═══ INFORMATION GIVEN

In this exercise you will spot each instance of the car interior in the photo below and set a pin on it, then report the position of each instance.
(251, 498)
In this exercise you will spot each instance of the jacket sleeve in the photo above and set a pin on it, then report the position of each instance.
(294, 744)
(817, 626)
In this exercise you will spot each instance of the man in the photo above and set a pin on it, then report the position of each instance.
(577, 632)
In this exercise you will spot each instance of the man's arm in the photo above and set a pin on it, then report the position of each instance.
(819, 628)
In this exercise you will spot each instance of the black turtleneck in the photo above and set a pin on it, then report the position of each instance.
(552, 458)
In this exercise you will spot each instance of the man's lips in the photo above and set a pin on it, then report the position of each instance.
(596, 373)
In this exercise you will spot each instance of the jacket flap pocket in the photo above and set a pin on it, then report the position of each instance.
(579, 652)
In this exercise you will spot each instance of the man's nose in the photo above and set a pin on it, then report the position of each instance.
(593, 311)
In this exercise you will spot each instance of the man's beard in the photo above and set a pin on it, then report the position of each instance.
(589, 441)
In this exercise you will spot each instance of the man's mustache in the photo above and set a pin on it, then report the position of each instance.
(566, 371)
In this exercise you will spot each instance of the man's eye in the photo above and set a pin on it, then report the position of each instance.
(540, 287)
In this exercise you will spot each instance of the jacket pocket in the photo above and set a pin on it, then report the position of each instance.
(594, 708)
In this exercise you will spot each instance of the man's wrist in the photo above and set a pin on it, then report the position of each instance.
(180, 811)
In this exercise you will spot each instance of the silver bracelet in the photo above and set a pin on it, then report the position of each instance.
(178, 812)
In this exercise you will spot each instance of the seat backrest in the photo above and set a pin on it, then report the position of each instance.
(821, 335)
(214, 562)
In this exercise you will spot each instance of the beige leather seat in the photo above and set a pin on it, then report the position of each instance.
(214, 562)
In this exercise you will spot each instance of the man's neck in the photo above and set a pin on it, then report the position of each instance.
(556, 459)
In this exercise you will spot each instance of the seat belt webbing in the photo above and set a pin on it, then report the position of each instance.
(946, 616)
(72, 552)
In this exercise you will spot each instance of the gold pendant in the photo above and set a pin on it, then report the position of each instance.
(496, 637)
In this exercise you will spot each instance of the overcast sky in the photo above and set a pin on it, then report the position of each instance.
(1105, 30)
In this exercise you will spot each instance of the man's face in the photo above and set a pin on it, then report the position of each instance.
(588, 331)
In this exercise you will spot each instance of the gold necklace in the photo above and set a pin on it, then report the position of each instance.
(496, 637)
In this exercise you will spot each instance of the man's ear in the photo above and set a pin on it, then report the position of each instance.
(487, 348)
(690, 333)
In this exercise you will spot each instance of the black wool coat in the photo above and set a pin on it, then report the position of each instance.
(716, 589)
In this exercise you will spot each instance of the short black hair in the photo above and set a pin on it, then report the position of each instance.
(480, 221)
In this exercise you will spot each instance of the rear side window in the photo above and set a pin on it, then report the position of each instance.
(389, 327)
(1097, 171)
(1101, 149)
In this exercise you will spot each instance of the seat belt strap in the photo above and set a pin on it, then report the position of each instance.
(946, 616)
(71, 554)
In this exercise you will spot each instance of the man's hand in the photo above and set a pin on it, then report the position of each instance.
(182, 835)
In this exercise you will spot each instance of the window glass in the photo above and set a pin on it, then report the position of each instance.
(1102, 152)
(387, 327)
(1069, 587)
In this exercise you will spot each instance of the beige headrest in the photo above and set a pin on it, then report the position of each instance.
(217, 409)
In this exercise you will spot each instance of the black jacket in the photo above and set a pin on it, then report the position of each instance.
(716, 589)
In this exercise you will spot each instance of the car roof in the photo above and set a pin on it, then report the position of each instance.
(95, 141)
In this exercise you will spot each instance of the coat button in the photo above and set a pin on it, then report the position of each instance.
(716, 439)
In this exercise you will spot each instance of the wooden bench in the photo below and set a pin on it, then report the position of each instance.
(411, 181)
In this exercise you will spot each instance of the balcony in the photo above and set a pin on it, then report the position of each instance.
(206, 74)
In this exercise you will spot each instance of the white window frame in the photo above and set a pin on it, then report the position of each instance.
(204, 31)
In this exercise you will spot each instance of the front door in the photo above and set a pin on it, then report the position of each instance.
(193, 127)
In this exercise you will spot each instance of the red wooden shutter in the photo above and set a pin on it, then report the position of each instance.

══════

** WHAT THIS TASK INVOLVES **
Output every entry shown above, exactly.

** TASK OUTPUT **
In this exercise you will spot each instance of the car interior in the photo below and set a pin on it, then report the position of each instance.
(251, 498)
In this exercise you will spot each instance of the jacket sleeve in the photo above and set a pin on it, then report the position of each instance.
(294, 744)
(817, 626)
In this exercise you will spot each instance of the man in the photo above and set a pin on it, then report the position of each instance.
(577, 632)
In this exercise you will spot each instance of the man's arm in the photo above and set a pin on it, then report the position of each instance.
(819, 628)
In this exercise you will spot each instance of the black turtleneck in the photo above and set a pin on it, then report the position of each instance.
(552, 458)
In this exercise you will spot each instance of the man's lips in the photo above and set a pin on it, then report the position of each instance.
(596, 373)
In this exercise you will spot each instance of the jacket flap pocket in the photo above and set a pin on it, then report the position of each instance.
(579, 652)
In this exercise you will spot each instance of the man's nose in the photo above and set a pin on it, then report the position of each instance.
(593, 311)
In this exercise you will spot each instance of the man's beard in the photo above and set a pin on it, then report the position of each instance.
(589, 441)
In this exercise you will spot each instance of the man's mustache in the photo above and set a pin on it, then report the position of each instance.
(566, 371)
In this exercise you will spot each instance of the man's eye in the photo above and set a pin on it, then report the position of each instance.
(540, 287)
In this exercise you will spot each instance of the jacket pocket in the photo above and set a pin on it, then report the position of each instance.
(594, 708)
In this exercise you will spot each instance of the man's wrist in the photo above and set a pin on it, then report the position of each instance.
(180, 811)
In this exercise you will spot each instance of the silver bracelet in the photo above and set a pin on it, then report the position of each instance.
(178, 812)
In this exercise you will spot each instance of the seat backrest in the photo above and set a pin on it, then report the position of each instance.
(821, 335)
(214, 562)
In this exercise you will spot each instance of the beige leather seat in the photo above and set a pin on it, then report the position of each instance.
(214, 562)
In this exercise you will spot each instance of the man's neck in the photo above and set a pin on it, then report the position of each instance.
(556, 459)
In this exercise you will spot each instance of the seat belt webbing in the photo above and set a pin on it, then report the position of each instance.
(946, 616)
(72, 552)
In this exercise you will spot each instance of the gold pendant in the photo above and set a pin on it, then report the position of each instance.
(496, 637)
In this exercise you will spot each instance of the overcast sky in the photo above and set a pin on it, then report the position of each instance.
(1105, 30)
In this exercise you will spot each instance of the man's face in the photo above and set a pin on it, then report the position of each instance.
(588, 331)
In this exercise you will spot each instance of the gold necklace in the photo above and set a pin on it, then report the position of each instance.
(496, 637)
In this exercise you will spot each instance of the man's ear in the photo above and set a pin on it, then report the position of each instance.
(487, 348)
(690, 333)
In this exercise you will spot each instance of the black wool coat in the photo above and set a pin on it, then report the position of each instance.
(716, 589)
In this exercise you will spot each instance of the short black hair in the photo above and set a pin on it, then report the position of each instance.
(480, 221)
In this exercise you will spot each instance of the rear side window in the photo above and set a pin on it, then report the position of each instance.
(389, 327)
(1097, 171)
(1101, 149)
In this exercise you will spot each instance of the seat belt strap in the photo above and set a pin on it, then report the position of each instance.
(946, 616)
(71, 554)
In this exercise you will spot each instance of the man's hand in the photo above and set a pin on it, then report the position of each instance.
(182, 835)
In this exercise you will spot each instance of the window glass in the photo above and set a pin on it, then report the position of each instance.
(1102, 152)
(387, 327)
(1069, 587)
In this exercise you will spot each instance of the beige headrest in the photo above and set a pin on it, then report the position of each instance.
(217, 409)
In this exercise you will spot each instance of the black jacket in the photo above and set a pin on it, then report the position of each instance.
(716, 589)
In this exercise you will spot each instance of the car roof in the photo above and set a pin on it, then report the position of each instance.
(95, 141)
In this exercise you will spot each instance of the coat button in the photo above and set a pin on it, then report the position of each instance.
(716, 439)
In this exercise you will spot each instance of the wooden bench in the photo below and set a pin on it, then report the position of each instance.
(411, 181)
In this exercise you will spot each instance of the balcony in the photo above and set a pin on it, then report the position of each instance.
(206, 74)
In this exercise you will spot each instance of the white window frame in the photo above and set a pin on it, then report the position of each instance.
(204, 31)
In this exercise you will spot each instance of the front door in the photo above and set a pin on it, then report the position of each instance.
(193, 127)
In this exercise you will spot each instance of the red wooden shutter in the photo above and set a pin on it, then report the position of each instance.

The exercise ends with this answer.